Items from a dataset

******************************

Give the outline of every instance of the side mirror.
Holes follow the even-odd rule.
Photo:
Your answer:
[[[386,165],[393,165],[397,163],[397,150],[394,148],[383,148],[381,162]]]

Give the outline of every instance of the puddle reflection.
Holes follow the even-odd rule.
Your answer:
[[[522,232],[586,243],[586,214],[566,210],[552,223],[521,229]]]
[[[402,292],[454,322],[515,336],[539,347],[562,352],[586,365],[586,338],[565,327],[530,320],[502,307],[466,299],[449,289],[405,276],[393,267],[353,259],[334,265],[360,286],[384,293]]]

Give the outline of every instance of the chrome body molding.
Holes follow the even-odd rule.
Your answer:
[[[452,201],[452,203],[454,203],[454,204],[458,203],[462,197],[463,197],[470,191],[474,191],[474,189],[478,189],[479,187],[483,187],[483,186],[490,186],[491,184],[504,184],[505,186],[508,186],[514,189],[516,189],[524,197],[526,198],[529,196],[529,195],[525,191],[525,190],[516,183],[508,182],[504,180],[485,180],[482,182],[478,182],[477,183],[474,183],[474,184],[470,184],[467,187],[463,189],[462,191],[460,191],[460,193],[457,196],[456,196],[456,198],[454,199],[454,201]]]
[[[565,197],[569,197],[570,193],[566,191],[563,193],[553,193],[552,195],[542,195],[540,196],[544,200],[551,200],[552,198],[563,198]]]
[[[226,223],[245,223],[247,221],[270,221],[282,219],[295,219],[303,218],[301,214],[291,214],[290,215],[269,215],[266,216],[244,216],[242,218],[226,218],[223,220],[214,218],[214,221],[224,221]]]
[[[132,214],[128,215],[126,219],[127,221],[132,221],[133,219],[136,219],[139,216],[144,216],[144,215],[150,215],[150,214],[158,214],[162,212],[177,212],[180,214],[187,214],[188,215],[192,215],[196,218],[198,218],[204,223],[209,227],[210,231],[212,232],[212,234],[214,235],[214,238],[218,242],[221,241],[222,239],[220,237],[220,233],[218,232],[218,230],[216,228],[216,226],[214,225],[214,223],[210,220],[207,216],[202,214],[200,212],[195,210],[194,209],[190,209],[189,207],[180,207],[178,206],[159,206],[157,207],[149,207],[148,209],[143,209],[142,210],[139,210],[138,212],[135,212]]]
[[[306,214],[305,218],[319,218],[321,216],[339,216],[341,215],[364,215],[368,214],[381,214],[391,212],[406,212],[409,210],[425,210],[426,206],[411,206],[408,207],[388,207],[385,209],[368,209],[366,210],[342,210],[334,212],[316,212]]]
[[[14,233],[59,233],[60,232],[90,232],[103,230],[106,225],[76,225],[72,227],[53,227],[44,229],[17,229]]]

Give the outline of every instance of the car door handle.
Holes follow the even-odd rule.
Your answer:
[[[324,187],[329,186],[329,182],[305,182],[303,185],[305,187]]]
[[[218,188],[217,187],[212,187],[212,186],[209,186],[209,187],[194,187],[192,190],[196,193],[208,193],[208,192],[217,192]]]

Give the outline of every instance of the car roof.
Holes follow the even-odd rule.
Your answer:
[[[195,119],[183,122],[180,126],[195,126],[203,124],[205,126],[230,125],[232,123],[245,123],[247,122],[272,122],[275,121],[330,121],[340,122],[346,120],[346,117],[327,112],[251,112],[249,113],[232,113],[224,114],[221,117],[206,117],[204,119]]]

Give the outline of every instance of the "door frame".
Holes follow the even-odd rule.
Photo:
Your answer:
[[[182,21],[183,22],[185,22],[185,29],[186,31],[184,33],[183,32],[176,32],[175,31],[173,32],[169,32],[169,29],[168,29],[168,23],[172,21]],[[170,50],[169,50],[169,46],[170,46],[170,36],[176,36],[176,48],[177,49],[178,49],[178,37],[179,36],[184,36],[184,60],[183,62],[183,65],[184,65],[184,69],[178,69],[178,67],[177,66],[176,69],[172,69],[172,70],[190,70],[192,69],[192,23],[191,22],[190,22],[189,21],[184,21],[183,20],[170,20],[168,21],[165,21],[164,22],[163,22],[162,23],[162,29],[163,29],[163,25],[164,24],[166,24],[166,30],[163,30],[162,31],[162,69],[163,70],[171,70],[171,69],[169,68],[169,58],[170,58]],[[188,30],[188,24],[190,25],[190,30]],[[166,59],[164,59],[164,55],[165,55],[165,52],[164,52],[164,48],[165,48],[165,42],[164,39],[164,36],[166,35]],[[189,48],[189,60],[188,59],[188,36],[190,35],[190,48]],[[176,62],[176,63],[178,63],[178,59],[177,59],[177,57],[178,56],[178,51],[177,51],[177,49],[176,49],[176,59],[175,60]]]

******************************

▶ **WORK REQUIRED**
Set down the entries above again, word for word.

▶ **TASK OUTPUT**
Give the outline of every instance of the side mirror.
Holes follow the even-odd rule.
Photo:
Your answer:
[[[386,165],[393,165],[397,163],[397,150],[394,148],[383,148],[381,162]]]

Give the outline of every instance of the puddle reflection.
Holes follow the even-odd rule.
Your answer:
[[[522,232],[586,243],[586,214],[566,210],[552,223],[521,229]]]
[[[402,292],[454,322],[515,336],[539,347],[562,352],[586,365],[586,338],[565,327],[530,320],[502,307],[466,299],[449,289],[405,276],[393,267],[353,259],[334,265],[360,286],[384,293]]]

Give the outline of every instance of the chrome body molding.
Holes follow the even-odd rule.
Your answer:
[[[452,201],[452,203],[454,203],[454,204],[458,203],[462,197],[463,197],[470,191],[474,191],[474,189],[478,189],[479,187],[483,187],[483,186],[490,186],[491,184],[504,184],[505,186],[508,186],[514,189],[516,189],[524,197],[526,198],[529,196],[529,195],[525,191],[525,190],[516,183],[508,182],[504,180],[485,180],[482,182],[478,182],[477,183],[474,183],[474,184],[470,184],[467,187],[463,189],[462,191],[460,191],[460,193],[457,196],[456,196],[456,198],[454,199],[454,201]]]
[[[565,197],[569,197],[570,193],[566,191],[563,193],[553,193],[552,195],[542,195],[540,196],[544,200],[551,200],[552,198],[563,198]]]
[[[226,223],[245,223],[247,221],[270,221],[282,219],[295,219],[303,218],[301,214],[291,214],[290,215],[269,215],[266,216],[244,216],[242,218],[226,218],[223,220],[214,218],[214,221],[224,221]]]
[[[132,214],[128,215],[126,219],[127,221],[132,221],[133,219],[136,219],[139,216],[144,216],[144,215],[150,215],[150,214],[158,214],[162,212],[177,212],[180,214],[187,214],[188,215],[192,215],[196,218],[198,218],[204,223],[209,227],[210,231],[212,232],[212,234],[214,235],[214,238],[218,242],[221,241],[222,239],[220,237],[220,233],[218,232],[218,230],[216,228],[216,226],[214,225],[214,223],[210,220],[207,216],[202,214],[200,212],[195,210],[194,209],[190,209],[189,207],[180,207],[178,206],[159,206],[157,207],[149,207],[148,209],[143,209],[142,210],[139,210],[138,212],[135,212]]]
[[[306,214],[305,218],[319,218],[321,216],[339,216],[341,215],[364,215],[368,214],[381,214],[391,212],[406,212],[409,210],[425,210],[426,206],[411,206],[408,207],[388,207],[385,209],[368,209],[366,210],[342,210],[334,212],[316,212]]]
[[[14,233],[59,233],[60,232],[90,232],[103,230],[106,225],[76,225],[72,227],[53,227],[44,229],[17,229]]]

Give the outline of every instance of the car door handle.
Holes follow the even-odd rule.
Your answer:
[[[324,187],[329,186],[329,182],[305,182],[303,185],[305,187]]]
[[[218,188],[217,187],[212,187],[212,186],[209,186],[209,187],[194,187],[192,190],[196,193],[208,193],[208,192],[217,192]]]

Give the outline of every instance of the car roof.
Holes follow the even-odd rule.
Your answer:
[[[195,119],[183,122],[180,126],[195,126],[203,124],[205,126],[230,125],[232,123],[245,123],[247,122],[272,122],[275,121],[330,121],[340,122],[346,120],[346,117],[327,112],[251,112],[249,113],[232,113],[224,114],[221,117],[206,117],[204,119]]]

Give the outline of every instance of the "door frame".
Holes follow the even-odd rule.
Photo:
Your answer:
[[[182,21],[183,22],[185,22],[185,29],[186,31],[184,33],[183,32],[176,32],[175,31],[173,32],[169,32],[169,29],[168,29],[168,23],[172,21]],[[170,50],[169,50],[169,46],[170,46],[170,36],[176,36],[176,48],[177,49],[178,49],[178,37],[179,36],[184,36],[184,60],[183,62],[183,65],[184,65],[184,69],[178,69],[178,67],[177,66],[176,69],[172,69],[172,70],[190,70],[192,69],[192,23],[191,22],[190,22],[189,21],[184,21],[183,20],[170,20],[168,21],[165,21],[164,22],[163,22],[162,23],[162,29],[163,29],[163,25],[164,24],[166,24],[166,30],[163,30],[162,31],[162,69],[163,70],[171,70],[171,69],[169,68],[169,58],[170,58]],[[188,30],[188,24],[190,25],[190,30]],[[166,59],[164,59],[164,55],[165,55],[165,52],[164,52],[164,48],[165,48],[165,42],[164,39],[164,36],[166,35]],[[189,48],[189,60],[188,59],[188,36],[190,35],[190,48]],[[176,62],[176,63],[178,63],[178,59],[177,59],[177,57],[178,56],[178,51],[177,51],[177,49],[176,49],[176,59],[175,60]]]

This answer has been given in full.